━━━━━ Data to use ━━━━━

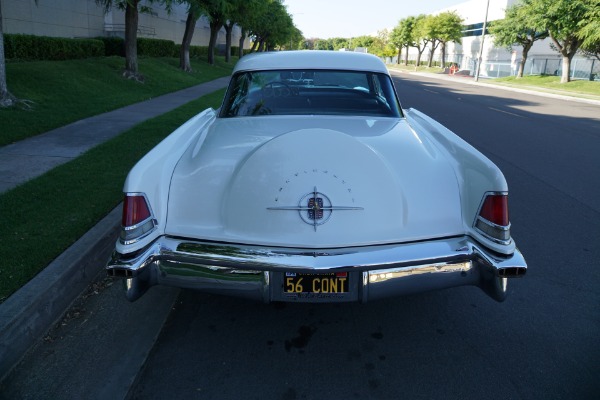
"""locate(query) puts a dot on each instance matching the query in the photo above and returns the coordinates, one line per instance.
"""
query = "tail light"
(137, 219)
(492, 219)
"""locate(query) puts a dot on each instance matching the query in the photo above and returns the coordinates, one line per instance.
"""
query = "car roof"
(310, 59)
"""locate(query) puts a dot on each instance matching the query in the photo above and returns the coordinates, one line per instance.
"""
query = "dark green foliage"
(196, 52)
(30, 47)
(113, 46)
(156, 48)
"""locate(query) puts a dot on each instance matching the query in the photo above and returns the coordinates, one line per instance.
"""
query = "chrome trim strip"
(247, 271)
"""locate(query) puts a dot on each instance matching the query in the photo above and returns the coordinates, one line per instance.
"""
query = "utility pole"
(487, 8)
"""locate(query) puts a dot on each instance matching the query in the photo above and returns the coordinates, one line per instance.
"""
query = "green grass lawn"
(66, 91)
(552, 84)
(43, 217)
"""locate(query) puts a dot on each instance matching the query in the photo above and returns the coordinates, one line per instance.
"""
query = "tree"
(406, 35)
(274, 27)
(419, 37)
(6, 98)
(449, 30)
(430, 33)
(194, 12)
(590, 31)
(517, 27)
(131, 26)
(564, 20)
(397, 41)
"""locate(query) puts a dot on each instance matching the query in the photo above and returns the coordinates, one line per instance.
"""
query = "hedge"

━━━━━

What the task requires: How many lines in the data above contain the string "green"? Reply with the number alone.

The response: 2